▶ **THE PROBLEM**:
Please count the lines in the material below that contain the word "sign", with case counting, and reply with only that number.

__________________________________________________

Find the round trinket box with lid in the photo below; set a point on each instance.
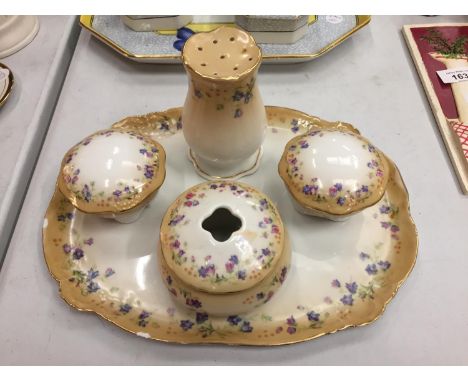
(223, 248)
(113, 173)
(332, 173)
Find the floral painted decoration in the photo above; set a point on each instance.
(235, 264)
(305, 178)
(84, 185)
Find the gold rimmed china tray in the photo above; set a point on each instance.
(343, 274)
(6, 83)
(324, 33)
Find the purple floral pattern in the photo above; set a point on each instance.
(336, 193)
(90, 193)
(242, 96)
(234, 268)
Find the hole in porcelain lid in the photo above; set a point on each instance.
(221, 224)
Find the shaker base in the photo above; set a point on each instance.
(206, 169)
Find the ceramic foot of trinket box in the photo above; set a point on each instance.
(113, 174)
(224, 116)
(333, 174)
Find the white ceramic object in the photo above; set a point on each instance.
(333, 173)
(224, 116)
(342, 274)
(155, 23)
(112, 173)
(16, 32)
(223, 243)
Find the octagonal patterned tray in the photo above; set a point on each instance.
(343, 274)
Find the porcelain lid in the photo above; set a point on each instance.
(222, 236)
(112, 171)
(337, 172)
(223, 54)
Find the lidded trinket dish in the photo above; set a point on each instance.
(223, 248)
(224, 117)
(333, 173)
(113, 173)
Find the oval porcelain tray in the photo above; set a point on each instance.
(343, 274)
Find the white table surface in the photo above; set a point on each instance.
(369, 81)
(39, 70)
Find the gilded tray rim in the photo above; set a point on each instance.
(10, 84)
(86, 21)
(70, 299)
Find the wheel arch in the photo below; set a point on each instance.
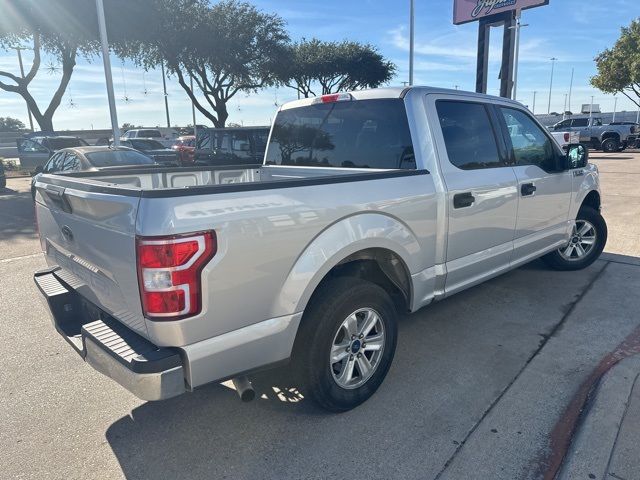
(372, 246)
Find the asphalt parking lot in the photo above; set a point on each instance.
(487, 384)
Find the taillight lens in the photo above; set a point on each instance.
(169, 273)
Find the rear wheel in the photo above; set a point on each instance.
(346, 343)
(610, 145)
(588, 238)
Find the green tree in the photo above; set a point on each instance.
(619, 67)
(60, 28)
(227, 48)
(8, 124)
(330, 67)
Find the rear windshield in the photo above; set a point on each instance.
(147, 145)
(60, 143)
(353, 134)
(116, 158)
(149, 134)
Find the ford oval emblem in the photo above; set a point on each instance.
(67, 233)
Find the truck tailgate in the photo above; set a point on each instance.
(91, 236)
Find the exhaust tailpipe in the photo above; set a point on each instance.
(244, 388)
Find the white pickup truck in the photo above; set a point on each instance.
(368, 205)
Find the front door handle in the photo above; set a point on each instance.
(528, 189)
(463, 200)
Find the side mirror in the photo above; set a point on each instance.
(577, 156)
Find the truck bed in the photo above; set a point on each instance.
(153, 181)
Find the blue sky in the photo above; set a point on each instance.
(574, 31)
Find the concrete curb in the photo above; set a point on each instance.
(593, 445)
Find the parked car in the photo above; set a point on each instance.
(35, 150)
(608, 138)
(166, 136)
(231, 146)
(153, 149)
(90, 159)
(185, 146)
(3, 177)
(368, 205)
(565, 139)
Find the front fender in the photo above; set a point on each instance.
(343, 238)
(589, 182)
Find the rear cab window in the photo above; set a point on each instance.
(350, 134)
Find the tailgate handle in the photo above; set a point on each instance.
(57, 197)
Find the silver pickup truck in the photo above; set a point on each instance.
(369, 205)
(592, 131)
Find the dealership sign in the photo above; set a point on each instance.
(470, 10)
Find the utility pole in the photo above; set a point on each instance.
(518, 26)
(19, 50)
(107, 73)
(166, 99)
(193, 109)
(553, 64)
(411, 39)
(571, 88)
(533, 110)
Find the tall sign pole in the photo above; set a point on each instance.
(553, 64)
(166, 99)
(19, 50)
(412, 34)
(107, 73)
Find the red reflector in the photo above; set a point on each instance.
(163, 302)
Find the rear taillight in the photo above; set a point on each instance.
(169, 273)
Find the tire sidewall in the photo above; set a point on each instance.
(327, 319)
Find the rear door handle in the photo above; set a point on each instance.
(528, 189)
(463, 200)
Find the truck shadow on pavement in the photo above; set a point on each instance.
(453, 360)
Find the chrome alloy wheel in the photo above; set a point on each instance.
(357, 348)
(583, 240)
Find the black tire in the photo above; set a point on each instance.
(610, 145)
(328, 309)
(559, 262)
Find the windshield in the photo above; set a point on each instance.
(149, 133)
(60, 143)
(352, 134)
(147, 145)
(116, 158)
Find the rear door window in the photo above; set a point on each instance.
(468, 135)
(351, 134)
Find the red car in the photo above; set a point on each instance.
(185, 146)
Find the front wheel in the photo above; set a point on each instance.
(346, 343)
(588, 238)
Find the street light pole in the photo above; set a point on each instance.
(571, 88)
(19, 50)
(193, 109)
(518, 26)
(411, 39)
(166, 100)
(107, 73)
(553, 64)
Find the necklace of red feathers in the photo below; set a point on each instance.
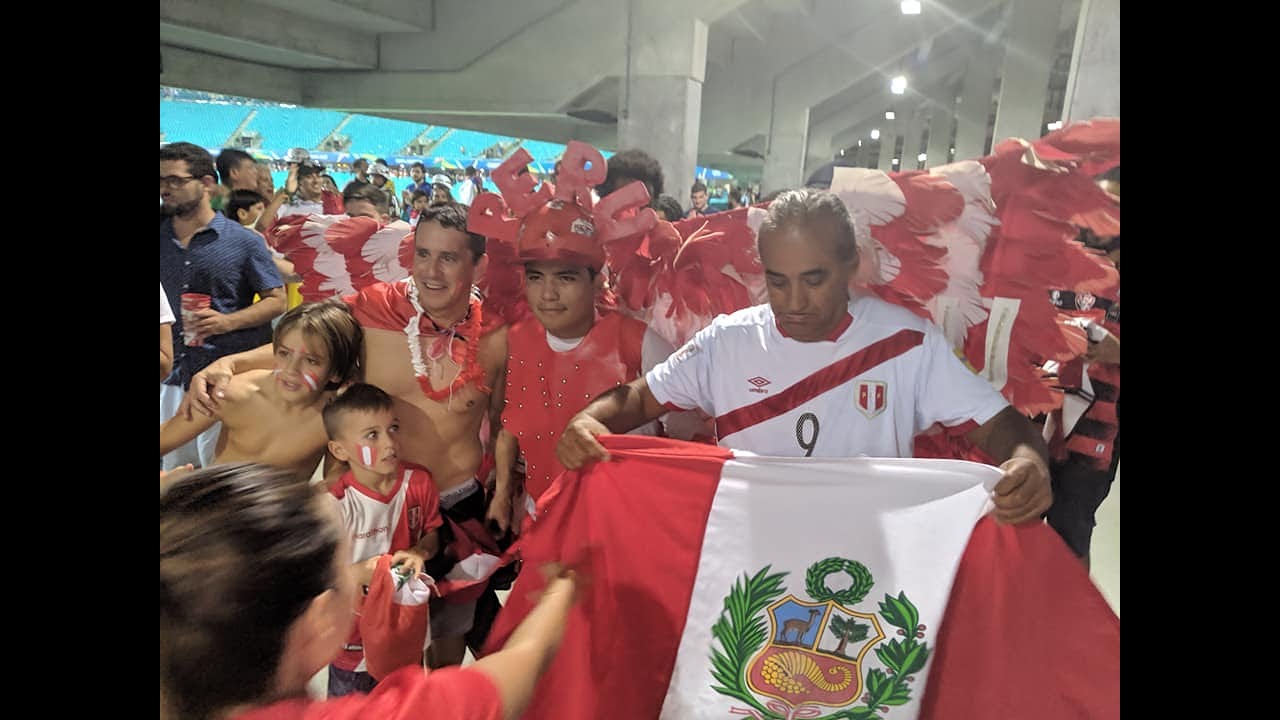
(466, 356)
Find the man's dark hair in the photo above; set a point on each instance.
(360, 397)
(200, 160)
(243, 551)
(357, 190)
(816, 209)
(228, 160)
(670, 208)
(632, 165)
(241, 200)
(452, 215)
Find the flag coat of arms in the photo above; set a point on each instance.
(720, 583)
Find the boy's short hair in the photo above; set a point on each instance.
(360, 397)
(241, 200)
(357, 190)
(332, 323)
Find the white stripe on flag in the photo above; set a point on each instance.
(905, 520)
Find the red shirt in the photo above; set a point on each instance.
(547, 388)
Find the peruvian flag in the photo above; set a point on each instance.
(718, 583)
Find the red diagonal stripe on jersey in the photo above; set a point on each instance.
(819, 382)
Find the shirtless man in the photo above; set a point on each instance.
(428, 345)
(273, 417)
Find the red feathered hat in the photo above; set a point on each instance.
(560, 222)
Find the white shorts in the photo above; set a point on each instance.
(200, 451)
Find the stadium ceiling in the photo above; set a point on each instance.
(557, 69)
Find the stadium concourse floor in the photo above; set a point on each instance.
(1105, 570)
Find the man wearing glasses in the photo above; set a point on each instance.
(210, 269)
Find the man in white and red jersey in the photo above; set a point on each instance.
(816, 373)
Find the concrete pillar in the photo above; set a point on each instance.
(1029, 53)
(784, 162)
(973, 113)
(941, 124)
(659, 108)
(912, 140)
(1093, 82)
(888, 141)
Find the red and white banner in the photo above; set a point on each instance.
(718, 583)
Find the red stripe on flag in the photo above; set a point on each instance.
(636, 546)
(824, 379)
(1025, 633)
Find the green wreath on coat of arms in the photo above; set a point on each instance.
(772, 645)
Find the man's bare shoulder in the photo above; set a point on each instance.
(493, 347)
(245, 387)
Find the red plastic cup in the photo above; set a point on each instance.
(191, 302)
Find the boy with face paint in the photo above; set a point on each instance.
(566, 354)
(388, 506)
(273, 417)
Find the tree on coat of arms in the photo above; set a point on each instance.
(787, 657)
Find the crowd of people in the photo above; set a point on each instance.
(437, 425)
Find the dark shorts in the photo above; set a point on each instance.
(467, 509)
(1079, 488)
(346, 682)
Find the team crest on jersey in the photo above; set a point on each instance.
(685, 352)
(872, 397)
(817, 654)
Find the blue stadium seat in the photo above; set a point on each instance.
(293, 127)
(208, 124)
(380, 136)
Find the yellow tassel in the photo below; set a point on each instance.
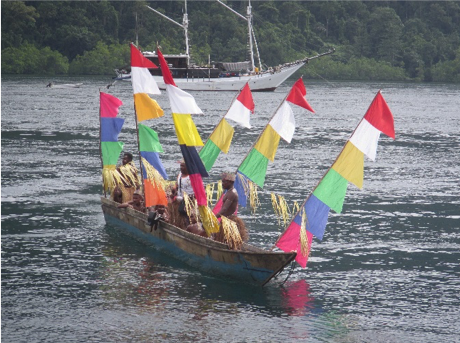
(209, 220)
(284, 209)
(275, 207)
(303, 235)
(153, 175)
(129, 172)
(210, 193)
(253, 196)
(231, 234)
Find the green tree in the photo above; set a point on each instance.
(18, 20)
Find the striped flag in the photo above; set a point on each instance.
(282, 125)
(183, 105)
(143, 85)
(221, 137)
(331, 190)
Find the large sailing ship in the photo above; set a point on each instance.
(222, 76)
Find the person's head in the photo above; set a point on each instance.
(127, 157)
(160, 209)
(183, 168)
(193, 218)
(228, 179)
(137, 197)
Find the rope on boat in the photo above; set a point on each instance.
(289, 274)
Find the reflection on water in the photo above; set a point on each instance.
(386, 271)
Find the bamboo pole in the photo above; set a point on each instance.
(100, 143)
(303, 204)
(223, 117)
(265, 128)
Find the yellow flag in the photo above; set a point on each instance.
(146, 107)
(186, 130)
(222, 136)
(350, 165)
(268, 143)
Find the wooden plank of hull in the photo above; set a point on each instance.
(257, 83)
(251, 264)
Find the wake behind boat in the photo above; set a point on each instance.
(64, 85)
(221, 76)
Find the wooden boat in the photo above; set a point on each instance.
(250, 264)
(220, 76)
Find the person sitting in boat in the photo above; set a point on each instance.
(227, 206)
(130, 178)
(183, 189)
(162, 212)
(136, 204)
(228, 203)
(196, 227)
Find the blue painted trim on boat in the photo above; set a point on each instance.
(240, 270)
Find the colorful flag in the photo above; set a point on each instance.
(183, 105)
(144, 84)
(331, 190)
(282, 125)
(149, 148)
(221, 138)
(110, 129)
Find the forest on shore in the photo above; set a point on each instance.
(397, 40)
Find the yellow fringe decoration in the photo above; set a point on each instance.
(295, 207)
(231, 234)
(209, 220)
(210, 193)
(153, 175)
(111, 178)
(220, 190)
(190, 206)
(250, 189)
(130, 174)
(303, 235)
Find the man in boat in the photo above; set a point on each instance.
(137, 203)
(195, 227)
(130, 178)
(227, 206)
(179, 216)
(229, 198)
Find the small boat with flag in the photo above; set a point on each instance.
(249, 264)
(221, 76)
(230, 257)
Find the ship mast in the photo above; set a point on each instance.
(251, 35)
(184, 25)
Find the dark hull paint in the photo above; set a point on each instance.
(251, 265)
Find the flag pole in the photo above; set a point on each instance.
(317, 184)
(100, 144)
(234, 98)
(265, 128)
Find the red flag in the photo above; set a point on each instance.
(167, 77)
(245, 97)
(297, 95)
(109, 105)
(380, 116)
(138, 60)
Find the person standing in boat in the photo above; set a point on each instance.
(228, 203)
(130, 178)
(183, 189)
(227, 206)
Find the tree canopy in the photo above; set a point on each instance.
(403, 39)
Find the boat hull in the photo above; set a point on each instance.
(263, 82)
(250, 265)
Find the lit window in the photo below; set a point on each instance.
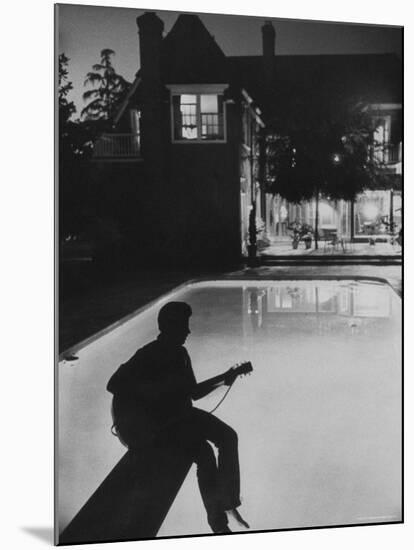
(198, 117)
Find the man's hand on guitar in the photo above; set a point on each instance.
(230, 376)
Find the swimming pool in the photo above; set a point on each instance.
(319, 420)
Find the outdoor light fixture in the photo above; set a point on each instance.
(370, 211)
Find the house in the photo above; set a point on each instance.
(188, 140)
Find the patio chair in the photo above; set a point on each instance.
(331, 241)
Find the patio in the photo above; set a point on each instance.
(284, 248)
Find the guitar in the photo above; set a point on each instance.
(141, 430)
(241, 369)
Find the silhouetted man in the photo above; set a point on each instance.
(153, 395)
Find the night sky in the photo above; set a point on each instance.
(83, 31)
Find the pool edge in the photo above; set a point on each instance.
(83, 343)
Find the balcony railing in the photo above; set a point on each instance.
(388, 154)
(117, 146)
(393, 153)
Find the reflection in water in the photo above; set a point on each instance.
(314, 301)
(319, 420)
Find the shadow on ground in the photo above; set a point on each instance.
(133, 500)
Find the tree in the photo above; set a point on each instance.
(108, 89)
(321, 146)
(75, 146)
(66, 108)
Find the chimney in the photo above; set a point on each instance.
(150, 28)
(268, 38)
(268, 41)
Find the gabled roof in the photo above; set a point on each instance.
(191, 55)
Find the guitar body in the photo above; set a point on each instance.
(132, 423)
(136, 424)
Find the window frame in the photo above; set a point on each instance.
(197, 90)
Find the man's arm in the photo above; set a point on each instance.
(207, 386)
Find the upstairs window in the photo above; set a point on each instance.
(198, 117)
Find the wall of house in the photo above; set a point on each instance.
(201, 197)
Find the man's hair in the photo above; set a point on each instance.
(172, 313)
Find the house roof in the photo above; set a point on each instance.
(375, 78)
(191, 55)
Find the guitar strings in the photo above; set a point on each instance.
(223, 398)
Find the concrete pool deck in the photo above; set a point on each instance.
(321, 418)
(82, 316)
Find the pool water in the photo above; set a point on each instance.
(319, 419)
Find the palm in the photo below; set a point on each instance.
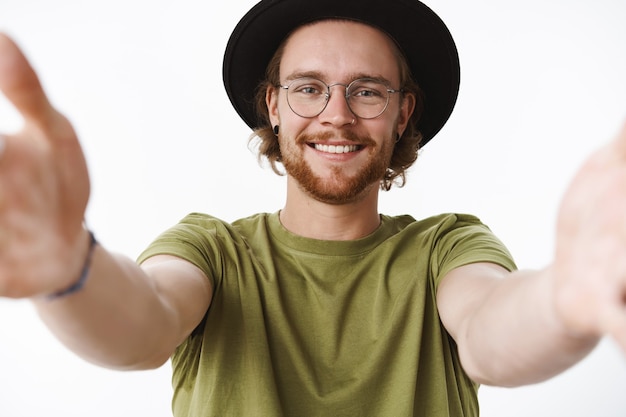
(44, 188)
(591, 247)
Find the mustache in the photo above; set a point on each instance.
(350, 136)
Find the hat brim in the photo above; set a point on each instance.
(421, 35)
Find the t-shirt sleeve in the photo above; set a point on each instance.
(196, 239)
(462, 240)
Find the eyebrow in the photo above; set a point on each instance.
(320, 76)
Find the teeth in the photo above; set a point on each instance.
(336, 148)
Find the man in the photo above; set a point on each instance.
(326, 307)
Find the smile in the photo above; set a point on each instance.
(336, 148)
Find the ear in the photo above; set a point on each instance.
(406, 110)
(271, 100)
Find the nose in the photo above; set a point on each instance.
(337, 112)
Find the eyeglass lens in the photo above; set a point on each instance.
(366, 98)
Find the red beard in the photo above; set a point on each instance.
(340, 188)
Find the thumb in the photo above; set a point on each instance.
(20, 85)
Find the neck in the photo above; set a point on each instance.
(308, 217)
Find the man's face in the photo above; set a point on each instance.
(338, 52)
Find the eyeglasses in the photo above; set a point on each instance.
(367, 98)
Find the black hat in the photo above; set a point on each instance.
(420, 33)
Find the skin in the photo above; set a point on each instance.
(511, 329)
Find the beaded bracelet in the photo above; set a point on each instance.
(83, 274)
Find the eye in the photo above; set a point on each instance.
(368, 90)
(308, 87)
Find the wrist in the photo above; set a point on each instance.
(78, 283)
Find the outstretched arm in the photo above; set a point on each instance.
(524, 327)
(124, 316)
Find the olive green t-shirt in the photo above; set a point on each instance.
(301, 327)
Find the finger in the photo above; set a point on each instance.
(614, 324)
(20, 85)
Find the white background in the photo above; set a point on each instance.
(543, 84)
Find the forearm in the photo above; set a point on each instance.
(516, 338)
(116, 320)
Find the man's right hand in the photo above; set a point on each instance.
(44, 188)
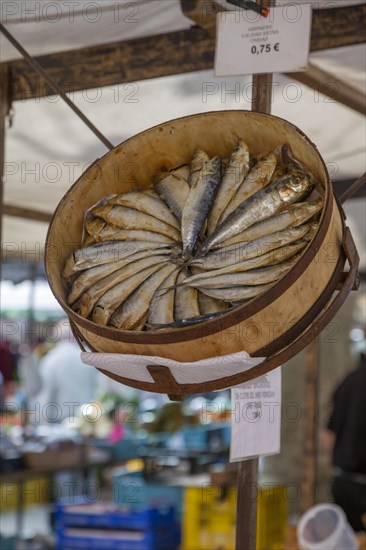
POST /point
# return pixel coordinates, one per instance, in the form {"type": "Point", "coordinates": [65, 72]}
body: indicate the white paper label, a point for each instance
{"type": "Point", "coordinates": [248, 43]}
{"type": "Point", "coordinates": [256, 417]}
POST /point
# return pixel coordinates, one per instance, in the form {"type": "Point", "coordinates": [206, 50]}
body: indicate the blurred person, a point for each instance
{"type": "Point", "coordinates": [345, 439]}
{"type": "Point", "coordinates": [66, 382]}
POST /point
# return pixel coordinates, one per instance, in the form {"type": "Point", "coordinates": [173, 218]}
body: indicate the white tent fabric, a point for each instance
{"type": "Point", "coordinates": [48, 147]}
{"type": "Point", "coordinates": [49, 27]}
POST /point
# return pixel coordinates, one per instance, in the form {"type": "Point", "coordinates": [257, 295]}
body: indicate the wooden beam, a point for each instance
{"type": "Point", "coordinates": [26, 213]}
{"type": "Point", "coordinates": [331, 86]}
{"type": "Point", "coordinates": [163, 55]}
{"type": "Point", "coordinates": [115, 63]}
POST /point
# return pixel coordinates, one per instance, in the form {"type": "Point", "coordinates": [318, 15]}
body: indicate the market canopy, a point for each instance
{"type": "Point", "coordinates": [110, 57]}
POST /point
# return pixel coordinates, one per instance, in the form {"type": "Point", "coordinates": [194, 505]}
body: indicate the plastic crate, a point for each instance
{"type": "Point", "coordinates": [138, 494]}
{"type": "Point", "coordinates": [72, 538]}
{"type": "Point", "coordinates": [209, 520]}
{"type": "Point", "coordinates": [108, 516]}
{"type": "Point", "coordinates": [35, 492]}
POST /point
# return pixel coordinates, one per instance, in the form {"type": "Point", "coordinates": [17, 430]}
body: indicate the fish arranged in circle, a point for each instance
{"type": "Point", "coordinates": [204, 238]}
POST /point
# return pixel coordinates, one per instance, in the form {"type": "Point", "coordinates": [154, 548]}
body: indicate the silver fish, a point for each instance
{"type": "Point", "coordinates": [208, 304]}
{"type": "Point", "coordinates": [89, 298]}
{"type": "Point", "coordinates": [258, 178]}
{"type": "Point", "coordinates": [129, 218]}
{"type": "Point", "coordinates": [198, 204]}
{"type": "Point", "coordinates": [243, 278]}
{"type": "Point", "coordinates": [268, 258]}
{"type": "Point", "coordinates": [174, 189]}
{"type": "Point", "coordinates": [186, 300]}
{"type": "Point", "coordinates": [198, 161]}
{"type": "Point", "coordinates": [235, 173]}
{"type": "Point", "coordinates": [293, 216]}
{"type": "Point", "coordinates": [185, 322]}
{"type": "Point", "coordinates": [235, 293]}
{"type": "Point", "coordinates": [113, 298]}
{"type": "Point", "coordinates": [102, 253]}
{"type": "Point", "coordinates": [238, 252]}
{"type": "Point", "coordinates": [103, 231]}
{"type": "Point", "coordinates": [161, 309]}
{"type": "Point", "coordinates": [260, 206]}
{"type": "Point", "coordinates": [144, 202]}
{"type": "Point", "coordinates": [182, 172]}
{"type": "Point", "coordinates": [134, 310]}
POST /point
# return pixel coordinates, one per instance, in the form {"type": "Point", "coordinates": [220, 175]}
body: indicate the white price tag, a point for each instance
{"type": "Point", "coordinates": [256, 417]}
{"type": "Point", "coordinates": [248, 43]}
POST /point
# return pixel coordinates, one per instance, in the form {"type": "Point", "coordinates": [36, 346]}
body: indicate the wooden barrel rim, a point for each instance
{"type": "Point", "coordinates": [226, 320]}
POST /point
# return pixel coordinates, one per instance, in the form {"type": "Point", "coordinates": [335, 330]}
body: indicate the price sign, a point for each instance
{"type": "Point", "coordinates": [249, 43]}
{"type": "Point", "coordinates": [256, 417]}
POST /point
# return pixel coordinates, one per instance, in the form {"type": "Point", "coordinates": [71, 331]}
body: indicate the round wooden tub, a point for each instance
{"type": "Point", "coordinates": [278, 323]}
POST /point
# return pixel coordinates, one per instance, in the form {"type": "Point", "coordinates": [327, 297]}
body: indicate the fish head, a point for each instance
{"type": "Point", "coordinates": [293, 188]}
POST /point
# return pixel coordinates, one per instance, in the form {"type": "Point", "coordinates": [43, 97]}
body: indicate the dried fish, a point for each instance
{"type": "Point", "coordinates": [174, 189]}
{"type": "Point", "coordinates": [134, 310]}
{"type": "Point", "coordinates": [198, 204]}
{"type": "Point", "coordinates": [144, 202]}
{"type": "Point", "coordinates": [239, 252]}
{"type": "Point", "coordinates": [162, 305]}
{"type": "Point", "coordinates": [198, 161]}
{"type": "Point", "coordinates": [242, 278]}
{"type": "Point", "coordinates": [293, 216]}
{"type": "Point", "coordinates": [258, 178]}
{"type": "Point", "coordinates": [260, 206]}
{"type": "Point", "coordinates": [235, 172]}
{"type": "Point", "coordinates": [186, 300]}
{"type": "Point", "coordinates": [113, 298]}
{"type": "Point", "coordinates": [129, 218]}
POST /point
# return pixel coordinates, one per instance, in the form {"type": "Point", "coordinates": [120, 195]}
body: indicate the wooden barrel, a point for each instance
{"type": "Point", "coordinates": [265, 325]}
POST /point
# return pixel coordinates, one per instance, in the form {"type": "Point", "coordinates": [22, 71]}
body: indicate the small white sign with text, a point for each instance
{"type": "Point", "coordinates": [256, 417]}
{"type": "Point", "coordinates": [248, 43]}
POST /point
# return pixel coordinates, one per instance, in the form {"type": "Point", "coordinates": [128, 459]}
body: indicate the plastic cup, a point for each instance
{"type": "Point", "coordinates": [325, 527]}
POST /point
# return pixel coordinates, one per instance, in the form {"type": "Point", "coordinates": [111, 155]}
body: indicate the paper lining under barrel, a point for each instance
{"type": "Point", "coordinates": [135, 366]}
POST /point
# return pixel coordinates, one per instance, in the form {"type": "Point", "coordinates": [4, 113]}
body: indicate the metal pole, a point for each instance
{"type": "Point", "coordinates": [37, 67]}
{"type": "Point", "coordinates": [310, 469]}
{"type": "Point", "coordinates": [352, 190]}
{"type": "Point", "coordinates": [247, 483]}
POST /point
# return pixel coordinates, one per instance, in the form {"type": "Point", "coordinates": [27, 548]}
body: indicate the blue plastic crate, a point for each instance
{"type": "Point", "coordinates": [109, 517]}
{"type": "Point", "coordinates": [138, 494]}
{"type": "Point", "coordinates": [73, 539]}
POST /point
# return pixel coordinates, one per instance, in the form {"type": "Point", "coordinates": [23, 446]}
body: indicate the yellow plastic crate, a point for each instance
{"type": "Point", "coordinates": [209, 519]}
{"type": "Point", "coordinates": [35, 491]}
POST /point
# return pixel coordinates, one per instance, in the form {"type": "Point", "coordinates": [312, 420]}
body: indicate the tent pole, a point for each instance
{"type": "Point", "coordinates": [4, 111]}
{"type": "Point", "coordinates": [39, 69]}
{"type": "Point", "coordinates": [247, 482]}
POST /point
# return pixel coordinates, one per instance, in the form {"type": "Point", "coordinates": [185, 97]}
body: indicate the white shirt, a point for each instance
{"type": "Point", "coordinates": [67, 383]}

__________________________________________________

▶ **FINAL RESULT**:
4